Could you repeat the records below, starting at the line that contains "of the flagpole" and ending at the last line of the records, swapping "marker" for "dot" and leaving everything else unchanged?

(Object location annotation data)
------------------------------------------------------------

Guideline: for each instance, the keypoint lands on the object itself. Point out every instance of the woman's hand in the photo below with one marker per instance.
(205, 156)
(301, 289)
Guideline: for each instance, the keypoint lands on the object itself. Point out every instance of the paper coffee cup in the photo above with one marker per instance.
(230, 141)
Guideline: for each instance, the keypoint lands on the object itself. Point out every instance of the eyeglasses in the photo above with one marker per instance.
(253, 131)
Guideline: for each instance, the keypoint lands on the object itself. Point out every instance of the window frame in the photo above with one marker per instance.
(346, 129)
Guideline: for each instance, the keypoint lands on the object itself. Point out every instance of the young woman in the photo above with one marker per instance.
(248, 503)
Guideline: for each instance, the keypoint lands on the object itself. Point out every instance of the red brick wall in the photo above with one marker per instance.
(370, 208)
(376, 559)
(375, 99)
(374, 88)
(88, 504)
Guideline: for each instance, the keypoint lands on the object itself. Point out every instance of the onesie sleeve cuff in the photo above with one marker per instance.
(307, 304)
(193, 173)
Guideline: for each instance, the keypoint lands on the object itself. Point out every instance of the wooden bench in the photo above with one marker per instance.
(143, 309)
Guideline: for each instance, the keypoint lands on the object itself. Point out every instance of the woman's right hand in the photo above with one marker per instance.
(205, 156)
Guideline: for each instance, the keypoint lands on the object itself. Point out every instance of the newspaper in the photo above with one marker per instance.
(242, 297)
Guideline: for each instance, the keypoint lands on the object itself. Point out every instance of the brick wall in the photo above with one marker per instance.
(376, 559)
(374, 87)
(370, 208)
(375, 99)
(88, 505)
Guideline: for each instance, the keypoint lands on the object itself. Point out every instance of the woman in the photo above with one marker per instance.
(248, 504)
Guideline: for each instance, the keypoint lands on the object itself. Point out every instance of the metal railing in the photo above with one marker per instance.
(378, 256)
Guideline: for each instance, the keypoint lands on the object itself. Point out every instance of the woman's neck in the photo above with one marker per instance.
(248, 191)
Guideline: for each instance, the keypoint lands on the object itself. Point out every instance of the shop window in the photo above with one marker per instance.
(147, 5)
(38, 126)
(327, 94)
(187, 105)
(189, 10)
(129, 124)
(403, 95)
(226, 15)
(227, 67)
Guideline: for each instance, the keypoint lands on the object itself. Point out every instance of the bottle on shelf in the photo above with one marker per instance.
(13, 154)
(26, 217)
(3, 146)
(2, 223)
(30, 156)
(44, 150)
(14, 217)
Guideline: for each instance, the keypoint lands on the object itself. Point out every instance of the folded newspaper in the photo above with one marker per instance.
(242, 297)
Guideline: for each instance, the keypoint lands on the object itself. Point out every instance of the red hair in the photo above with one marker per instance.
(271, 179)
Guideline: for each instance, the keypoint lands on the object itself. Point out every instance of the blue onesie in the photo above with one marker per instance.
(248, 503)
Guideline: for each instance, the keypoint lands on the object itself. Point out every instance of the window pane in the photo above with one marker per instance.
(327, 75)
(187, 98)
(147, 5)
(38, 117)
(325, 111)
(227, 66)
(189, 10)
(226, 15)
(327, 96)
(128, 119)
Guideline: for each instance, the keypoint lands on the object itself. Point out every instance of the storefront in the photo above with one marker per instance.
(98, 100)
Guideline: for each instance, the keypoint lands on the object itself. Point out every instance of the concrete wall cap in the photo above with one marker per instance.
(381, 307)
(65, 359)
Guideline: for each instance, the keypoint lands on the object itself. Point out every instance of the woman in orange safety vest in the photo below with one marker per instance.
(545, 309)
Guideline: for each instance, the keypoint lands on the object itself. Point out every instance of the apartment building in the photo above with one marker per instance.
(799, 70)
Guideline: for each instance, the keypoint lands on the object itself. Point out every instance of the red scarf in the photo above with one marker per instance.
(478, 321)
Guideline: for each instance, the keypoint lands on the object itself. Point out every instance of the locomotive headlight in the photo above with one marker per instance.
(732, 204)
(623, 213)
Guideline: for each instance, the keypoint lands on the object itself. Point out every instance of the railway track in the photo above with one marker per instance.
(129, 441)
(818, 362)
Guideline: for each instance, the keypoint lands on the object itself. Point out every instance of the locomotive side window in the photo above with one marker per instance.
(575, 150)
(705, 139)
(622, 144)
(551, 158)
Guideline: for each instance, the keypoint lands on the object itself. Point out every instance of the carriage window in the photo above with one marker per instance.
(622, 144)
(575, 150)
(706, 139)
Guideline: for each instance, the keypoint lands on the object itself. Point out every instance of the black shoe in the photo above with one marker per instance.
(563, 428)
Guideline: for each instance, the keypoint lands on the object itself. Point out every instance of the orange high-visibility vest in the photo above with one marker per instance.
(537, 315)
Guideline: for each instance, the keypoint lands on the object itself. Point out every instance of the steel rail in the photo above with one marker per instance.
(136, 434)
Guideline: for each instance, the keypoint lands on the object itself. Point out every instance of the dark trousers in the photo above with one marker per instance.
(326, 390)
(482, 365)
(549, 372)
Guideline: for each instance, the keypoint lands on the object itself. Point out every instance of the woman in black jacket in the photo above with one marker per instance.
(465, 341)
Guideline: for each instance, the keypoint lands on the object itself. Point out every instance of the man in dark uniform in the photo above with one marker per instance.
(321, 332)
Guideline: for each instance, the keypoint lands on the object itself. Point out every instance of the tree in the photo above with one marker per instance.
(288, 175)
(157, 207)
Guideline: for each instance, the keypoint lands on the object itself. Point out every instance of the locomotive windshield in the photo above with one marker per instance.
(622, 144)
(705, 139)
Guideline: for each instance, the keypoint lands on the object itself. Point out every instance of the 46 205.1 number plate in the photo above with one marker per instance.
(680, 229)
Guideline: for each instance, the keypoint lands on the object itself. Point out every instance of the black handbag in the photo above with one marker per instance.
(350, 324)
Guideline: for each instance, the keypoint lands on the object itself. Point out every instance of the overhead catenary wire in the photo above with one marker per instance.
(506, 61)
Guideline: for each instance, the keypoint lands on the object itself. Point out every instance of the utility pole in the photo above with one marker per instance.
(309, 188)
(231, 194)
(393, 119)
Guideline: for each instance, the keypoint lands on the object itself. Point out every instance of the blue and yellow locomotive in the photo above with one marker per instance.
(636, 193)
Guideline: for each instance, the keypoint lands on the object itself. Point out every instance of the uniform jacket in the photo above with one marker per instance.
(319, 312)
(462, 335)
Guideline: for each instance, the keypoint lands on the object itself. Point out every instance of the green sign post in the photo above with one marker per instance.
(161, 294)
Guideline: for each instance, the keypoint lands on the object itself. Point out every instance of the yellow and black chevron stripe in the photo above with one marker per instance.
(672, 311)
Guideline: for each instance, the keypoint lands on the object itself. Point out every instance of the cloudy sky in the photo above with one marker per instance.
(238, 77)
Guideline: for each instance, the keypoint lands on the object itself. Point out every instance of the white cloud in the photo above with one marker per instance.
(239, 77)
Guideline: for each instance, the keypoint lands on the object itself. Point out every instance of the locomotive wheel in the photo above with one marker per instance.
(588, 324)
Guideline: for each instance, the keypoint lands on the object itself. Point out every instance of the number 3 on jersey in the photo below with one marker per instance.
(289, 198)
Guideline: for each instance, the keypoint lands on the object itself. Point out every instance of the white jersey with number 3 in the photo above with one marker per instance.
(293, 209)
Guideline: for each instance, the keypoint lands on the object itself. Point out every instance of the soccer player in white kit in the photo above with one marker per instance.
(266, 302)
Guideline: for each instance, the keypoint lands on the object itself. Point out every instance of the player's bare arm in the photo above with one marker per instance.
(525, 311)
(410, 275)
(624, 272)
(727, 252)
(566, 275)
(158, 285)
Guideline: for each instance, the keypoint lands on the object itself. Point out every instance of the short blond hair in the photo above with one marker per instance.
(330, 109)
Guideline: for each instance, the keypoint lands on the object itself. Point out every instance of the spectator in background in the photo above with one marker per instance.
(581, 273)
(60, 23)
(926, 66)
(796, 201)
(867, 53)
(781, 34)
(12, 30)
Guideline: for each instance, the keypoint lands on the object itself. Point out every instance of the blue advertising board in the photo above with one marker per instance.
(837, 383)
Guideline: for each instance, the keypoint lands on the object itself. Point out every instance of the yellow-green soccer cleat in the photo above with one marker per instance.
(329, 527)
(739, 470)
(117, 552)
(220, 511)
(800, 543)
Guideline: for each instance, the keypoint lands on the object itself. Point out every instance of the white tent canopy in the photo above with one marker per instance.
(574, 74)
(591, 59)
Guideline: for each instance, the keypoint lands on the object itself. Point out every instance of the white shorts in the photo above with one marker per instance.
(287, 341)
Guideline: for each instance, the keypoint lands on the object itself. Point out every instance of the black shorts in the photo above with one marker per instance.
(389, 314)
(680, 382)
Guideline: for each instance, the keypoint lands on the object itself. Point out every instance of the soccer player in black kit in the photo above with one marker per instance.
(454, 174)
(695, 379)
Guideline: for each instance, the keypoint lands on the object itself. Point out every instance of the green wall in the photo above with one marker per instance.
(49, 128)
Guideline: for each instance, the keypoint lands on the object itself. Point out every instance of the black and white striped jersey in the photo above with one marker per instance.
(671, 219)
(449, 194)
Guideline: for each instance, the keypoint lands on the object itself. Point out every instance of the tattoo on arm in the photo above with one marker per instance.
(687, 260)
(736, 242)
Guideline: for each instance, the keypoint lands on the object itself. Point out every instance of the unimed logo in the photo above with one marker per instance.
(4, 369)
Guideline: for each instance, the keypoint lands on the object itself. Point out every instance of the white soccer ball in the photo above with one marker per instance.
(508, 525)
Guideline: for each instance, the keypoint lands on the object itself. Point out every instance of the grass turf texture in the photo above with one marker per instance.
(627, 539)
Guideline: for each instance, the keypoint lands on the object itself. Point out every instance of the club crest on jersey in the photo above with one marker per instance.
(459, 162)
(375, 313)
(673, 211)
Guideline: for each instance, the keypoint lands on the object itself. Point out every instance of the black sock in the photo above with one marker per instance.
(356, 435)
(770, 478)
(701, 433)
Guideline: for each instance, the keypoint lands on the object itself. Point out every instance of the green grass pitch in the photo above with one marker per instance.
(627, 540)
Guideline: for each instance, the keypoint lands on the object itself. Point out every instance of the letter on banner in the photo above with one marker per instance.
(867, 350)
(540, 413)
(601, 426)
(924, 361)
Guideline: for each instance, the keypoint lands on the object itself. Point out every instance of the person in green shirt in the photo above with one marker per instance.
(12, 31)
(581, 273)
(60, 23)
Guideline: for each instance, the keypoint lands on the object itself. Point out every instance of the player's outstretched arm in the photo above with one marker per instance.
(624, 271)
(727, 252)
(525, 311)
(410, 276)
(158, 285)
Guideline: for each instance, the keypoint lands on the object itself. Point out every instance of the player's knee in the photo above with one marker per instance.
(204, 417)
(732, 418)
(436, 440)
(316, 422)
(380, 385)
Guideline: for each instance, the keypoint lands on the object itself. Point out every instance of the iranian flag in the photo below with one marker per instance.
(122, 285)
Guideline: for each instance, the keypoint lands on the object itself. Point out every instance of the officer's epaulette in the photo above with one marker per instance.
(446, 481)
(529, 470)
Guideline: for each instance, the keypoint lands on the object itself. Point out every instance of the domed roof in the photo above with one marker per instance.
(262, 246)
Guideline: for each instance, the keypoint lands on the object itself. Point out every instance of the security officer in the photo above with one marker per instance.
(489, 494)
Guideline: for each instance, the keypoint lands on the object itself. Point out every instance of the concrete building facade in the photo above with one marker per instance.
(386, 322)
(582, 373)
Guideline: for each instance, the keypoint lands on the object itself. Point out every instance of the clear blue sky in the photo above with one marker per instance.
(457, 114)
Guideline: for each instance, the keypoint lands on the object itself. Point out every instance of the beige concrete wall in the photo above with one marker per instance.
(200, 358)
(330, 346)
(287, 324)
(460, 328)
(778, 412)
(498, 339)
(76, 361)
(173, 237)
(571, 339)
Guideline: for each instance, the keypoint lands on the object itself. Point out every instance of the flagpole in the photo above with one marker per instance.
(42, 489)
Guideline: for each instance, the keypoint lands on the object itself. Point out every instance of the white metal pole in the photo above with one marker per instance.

------------------------------------------------------------

## FULL ANSWER
Guideline: for each instance, the keypoint lands on the object itself. Point out every instance of the flagpole in the photo above with one dot per instance.
(42, 489)
Guideline: for each instance, the keypoint lands on the object itself. Point out every instance of the white metal pole in the photo above with one dot per instance.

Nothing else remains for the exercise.